SOURCE TEXT Start Marker

## Check Coverage of Schema properties by repository

In [1]:
import pandas as pd
import json
import requests
from datetime import datetime
import os

In [2]:
def generate_coverage_table(sourcelist,propertylist):
    ## classify the propertylist:
    if 'name' in propertylist:
        listtype = "MR"
        if 'version' in propertylist:
            listtype = 'MRO'
    else:
        listtype = "O"
    ## Generate base df
    print('Generating base df')
    allist = []
    for eachproperty in propertylist:
        api_base_call = f'https://api.data.niaid.nih.gov/v1/query?q=_exists_:{eachproperty}'
        r = requests.get(api_base_call)
        tmpdict = json.loads(r.text)
        totals = tmpdict['total']
        allist.append({'property':eachproperty,'All':totals})
    alldf = pd.DataFrame(allist)
    ## Append all other coverage data
    totaldf = alldf.copy()
    print('now fetching source coverage')
    for eachsource in sourcelist:
        sourcetotallist = []
        for eachproperty in propertylist:
            api_base_call = f'https://api.data.niaid.nih.gov/v1/query?q=_exists_:{eachproperty} AND includedInDataCatalog.name:"{eachsource}"'
            r = requests.get(api_base_call)
            tmpdict = json.loads(r.text)
            totals = tmpdict['total']
            sourcetotallist.append({'property':eachproperty,f'{eachsource}':totals})
        sourcedf = pd.DataFrame(sourcetotallist)
        print(len(sourcedf),' properties obtained for ',eachsource)

SOURCE TEXT End Marker
INFORMATION SHOWN Start Marker

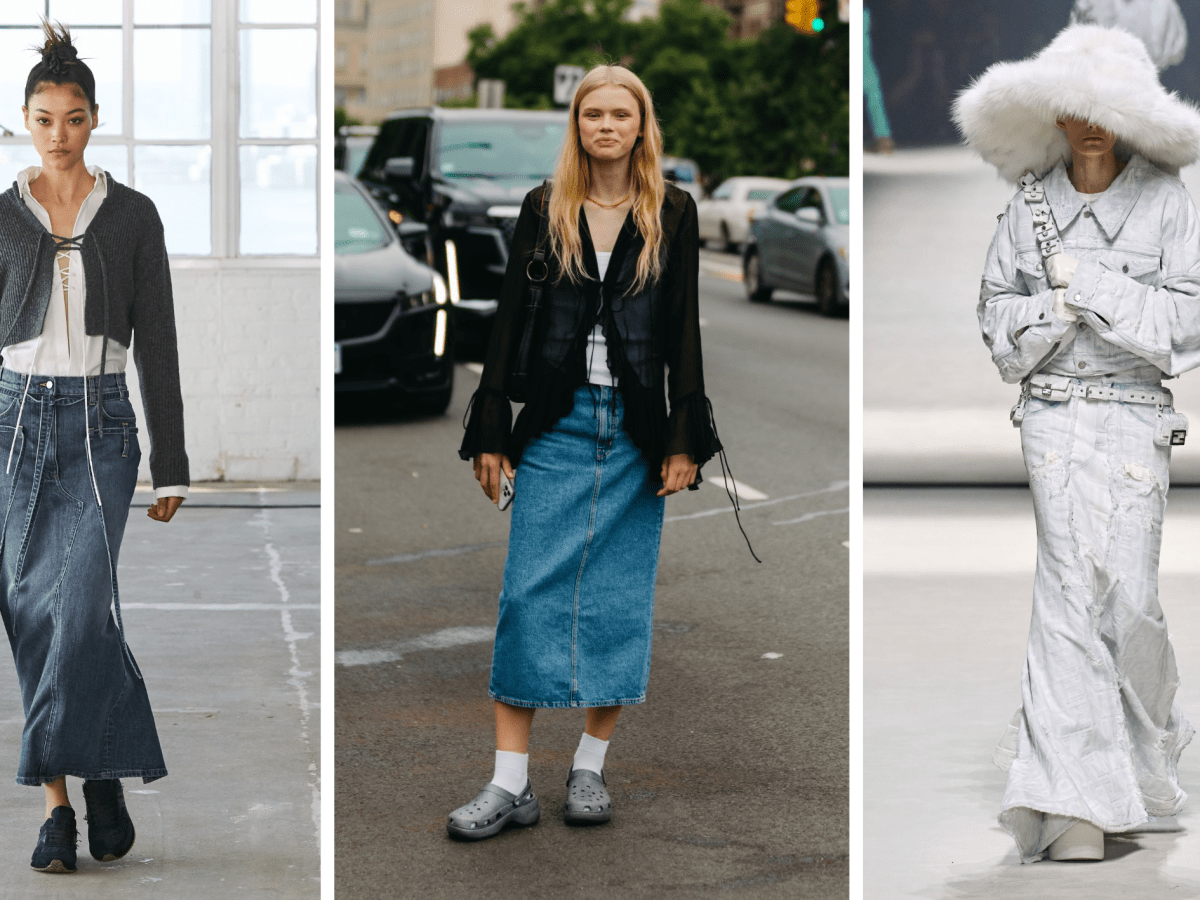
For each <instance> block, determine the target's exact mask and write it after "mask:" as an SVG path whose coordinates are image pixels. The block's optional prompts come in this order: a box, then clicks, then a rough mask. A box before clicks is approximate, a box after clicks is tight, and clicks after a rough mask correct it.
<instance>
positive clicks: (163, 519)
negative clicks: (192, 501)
mask: <svg viewBox="0 0 1200 900" xmlns="http://www.w3.org/2000/svg"><path fill="white" fill-rule="evenodd" d="M182 502H184V498H182V497H160V498H158V499H157V500H155V502H154V503H151V504H150V509H149V510H148V511H146V515H148V516H150V518H152V520H154V521H155V522H169V521H170V517H172V516H174V515H175V510H178V509H179V504H181V503H182Z"/></svg>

INFORMATION SHOWN End Marker

▸ YOUR GOAL:
Transcribe the part of the schema coverage code above that opens with the words containing "## Generate base" and closes with "totaldf = alldf.copy()", keeping every character unchanged.

▸ YOUR RESPONSE:
## Generate base df
    print('Generating base df')
    allist = []
    for eachproperty in propertylist:
        api_base_call = f'https://api.data.niaid.nih.gov/v1/query?q=_exists_:{eachproperty}'
        r = requests.get(api_base_call)
        tmpdict = json.loads(r.text)
        totals = tmpdict['total']
        allist.append({'property':eachproperty,'All':totals})
    alldf = pd.DataFrame(allist)
    ## Append all other coverage data
    totaldf = alldf.copy()